- Requirement -
Each entry should be written out once more, exactly as given below.

- Record set -
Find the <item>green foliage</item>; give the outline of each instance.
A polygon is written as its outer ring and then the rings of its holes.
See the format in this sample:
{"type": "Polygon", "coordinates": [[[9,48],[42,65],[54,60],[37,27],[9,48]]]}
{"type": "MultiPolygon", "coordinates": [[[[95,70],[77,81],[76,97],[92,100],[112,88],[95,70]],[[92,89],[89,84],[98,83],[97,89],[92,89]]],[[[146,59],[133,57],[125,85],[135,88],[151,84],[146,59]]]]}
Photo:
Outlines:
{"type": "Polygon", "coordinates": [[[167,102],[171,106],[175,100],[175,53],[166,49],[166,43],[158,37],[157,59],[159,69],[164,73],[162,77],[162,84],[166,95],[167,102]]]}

- Answer space -
Find the <item>green foliage</item>; give the outline of each instance.
A polygon is written as its outer ring and then the rings of its holes.
See the format in this sample:
{"type": "Polygon", "coordinates": [[[9,48],[42,65],[54,60],[37,27],[9,48]]]}
{"type": "MultiPolygon", "coordinates": [[[[95,70],[77,81],[76,97],[92,100],[112,88],[95,70]],[[92,89],[89,84],[98,83],[97,89],[92,89]]],[[[146,59],[133,57],[125,85],[135,88],[151,84],[146,59]]]]}
Photo:
Outlines:
{"type": "Polygon", "coordinates": [[[167,102],[171,106],[175,100],[175,53],[166,49],[166,43],[158,37],[157,59],[159,69],[164,73],[162,77],[162,84],[166,95],[167,102]]]}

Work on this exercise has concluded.